═══ Records
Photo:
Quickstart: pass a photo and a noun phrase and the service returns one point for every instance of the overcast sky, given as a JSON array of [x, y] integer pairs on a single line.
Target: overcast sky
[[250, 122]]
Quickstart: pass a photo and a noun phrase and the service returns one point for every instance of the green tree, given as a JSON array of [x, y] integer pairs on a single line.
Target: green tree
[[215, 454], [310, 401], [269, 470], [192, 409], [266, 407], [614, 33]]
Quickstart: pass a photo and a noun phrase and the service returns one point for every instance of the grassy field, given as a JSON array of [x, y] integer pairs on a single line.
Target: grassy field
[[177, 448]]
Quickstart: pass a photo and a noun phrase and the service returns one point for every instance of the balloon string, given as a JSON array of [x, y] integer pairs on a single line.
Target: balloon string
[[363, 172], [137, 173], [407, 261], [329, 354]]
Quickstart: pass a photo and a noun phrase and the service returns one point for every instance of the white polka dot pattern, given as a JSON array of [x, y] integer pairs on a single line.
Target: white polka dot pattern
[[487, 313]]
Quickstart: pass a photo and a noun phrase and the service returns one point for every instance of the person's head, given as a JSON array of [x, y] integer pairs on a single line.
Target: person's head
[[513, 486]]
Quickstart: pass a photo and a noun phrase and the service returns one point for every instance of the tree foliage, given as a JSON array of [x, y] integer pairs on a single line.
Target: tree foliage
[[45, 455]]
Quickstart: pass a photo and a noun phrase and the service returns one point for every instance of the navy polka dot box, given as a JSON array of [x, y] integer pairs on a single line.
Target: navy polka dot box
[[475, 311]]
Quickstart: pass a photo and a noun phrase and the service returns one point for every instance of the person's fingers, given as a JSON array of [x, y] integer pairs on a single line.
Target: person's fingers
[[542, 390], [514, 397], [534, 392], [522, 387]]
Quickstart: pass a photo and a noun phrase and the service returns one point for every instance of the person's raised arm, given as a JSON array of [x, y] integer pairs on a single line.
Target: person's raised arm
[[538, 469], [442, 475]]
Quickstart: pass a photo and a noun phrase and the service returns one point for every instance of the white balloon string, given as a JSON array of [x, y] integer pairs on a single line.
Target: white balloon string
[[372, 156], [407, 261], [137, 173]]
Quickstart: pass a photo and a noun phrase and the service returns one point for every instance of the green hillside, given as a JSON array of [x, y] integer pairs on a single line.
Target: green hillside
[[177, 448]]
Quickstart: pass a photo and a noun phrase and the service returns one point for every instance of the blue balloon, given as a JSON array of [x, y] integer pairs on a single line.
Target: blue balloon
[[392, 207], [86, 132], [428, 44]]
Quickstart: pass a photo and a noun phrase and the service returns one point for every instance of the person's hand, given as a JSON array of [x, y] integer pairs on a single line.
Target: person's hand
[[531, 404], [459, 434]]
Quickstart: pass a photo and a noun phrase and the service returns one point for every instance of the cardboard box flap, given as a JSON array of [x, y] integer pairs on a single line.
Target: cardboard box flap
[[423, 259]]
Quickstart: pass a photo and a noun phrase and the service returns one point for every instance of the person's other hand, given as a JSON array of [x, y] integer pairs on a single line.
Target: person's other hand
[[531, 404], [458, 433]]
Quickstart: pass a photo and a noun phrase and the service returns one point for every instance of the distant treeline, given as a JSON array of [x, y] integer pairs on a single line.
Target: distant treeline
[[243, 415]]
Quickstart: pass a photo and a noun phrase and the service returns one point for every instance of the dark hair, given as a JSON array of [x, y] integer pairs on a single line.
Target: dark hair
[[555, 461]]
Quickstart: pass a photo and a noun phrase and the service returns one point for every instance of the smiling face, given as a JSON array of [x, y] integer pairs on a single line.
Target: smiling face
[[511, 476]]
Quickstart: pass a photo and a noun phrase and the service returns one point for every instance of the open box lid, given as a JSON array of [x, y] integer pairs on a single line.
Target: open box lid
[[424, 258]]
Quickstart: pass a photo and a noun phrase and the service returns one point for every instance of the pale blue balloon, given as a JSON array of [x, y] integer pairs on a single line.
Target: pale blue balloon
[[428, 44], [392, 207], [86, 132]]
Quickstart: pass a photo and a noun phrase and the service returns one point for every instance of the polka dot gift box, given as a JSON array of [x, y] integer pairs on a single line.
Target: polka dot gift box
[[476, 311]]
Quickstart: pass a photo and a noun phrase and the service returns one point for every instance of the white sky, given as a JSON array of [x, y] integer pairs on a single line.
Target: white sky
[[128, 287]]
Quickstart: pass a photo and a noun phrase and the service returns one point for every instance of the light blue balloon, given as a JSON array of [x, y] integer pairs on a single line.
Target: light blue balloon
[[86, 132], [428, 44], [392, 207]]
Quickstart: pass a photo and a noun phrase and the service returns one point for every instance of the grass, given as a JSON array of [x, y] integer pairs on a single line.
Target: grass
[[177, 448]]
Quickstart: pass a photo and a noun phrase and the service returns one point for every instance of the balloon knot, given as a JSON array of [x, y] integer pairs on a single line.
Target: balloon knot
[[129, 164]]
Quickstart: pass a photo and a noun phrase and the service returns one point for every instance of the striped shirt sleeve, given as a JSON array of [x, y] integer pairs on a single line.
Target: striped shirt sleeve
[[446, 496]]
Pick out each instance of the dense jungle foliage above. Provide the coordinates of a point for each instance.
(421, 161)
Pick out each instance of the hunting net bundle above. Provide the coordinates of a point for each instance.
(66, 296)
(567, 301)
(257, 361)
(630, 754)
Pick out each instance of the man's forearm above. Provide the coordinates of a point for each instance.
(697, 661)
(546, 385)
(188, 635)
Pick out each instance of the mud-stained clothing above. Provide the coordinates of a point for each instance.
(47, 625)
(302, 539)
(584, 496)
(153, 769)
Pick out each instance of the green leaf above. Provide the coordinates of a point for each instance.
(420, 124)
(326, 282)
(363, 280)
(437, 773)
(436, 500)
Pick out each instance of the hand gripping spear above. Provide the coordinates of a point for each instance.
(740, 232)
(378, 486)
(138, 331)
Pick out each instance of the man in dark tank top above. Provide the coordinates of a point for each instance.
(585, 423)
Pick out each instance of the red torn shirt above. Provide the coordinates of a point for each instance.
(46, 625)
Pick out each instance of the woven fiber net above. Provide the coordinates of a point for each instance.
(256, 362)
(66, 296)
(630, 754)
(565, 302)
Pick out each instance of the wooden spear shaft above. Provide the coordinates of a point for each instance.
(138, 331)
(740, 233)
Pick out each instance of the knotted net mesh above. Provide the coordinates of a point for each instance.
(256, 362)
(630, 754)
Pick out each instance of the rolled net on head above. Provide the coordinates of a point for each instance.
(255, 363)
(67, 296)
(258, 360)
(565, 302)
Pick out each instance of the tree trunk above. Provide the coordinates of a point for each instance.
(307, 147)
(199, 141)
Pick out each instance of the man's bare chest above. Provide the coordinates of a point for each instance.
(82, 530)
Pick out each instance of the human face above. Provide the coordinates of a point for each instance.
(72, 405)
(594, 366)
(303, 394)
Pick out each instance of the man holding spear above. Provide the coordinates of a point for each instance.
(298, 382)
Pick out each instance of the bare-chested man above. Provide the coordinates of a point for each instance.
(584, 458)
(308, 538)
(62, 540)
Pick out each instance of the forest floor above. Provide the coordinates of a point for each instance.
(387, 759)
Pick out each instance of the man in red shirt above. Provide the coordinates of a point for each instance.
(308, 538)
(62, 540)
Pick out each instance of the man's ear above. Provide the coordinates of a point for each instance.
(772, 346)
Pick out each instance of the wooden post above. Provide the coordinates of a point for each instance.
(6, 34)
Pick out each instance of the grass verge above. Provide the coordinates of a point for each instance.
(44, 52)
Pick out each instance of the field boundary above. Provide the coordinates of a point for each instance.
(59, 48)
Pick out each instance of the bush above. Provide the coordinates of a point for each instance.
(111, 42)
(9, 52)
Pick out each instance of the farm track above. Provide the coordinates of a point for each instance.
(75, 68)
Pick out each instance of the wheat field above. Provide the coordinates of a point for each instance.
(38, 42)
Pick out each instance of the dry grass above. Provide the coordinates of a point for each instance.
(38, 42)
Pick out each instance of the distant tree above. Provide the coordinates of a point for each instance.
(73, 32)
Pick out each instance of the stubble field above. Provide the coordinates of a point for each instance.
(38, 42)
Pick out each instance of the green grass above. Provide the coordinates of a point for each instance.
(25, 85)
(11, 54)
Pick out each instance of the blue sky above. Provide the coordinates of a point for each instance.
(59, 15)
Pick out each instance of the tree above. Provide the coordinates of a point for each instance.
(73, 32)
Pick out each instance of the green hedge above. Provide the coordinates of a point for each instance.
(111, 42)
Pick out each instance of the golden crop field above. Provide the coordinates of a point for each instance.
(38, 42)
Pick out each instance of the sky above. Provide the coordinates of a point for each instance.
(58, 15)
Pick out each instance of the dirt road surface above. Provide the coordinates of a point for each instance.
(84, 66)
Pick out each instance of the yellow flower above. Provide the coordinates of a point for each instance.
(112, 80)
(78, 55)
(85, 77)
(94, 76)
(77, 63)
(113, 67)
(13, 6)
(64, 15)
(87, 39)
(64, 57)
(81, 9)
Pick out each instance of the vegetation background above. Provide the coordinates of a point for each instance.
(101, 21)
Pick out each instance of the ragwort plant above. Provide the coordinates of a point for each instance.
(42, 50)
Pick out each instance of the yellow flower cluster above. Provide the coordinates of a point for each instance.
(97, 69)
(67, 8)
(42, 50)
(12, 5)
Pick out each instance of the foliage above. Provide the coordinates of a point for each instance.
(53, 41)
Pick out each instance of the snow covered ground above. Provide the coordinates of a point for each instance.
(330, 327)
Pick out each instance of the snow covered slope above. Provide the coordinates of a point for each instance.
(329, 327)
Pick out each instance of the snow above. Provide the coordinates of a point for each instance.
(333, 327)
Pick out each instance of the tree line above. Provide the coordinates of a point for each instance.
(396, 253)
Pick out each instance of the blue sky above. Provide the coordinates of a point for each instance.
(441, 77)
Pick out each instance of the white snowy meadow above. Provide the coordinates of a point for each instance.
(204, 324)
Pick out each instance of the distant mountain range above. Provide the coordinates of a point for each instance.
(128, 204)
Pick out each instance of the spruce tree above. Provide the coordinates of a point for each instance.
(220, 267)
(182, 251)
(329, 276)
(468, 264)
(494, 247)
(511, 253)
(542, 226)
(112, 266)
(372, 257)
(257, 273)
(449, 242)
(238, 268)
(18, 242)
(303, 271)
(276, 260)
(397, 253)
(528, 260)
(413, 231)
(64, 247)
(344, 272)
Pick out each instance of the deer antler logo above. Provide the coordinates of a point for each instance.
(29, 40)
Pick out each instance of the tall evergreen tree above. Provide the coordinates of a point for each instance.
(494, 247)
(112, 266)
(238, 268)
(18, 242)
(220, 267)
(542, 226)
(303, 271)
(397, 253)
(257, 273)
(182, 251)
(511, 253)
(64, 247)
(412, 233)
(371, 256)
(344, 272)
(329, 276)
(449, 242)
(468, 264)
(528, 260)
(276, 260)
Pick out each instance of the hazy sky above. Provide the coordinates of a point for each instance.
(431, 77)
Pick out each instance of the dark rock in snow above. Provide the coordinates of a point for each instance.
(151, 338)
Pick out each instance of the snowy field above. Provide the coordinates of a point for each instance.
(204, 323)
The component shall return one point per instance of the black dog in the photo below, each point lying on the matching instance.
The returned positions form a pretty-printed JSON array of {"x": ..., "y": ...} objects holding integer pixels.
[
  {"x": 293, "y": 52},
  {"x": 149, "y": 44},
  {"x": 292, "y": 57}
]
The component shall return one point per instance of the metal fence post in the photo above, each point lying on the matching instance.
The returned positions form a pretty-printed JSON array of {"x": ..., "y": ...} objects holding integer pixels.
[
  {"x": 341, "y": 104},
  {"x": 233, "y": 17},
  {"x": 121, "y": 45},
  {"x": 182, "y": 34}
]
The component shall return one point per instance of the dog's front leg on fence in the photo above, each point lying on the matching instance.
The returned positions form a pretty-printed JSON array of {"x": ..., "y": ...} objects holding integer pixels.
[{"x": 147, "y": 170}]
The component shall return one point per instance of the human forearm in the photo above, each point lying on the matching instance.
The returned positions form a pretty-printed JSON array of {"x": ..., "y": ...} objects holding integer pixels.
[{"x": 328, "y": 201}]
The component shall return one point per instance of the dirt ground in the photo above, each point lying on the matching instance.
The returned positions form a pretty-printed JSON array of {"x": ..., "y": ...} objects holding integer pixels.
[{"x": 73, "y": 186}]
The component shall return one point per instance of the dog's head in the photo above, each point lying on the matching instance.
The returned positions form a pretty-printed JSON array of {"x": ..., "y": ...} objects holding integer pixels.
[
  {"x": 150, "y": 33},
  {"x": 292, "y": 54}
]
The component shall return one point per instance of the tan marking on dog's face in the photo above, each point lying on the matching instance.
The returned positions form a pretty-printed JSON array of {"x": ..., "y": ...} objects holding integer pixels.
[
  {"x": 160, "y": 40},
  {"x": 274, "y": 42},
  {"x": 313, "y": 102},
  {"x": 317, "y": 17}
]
══════
Work item
Please give an exact restatement of only the lines from the beginning of the material above to the line with "the balloon string, given", inclusive.

Answer space
Photo:
Quickstart: pass a photo and a noun phrase and the service returns one point for every instance of the overcast sky, given as a JSON array of [x, y] integer pairs on a single line.
Target: overcast sky
[[250, 122]]
Quickstart: pass a photo and a noun phrase and the service returns one point for every instance of the green tree, given as a JSON array of [x, y] integer pairs on a single line.
Target: green tree
[[215, 454], [310, 401], [269, 470], [192, 409], [266, 407], [614, 33]]
Quickstart: pass a photo and a noun phrase and the service returns one point for every instance of the grassy field, given as a JSON array of [x, y] integer pairs on a single line.
Target: grassy field
[[177, 448]]
Quickstart: pass a photo and a noun phrase and the service returns one point for every instance of the balloon string, given as a JSON array of [x, y] integer pairs on a single line.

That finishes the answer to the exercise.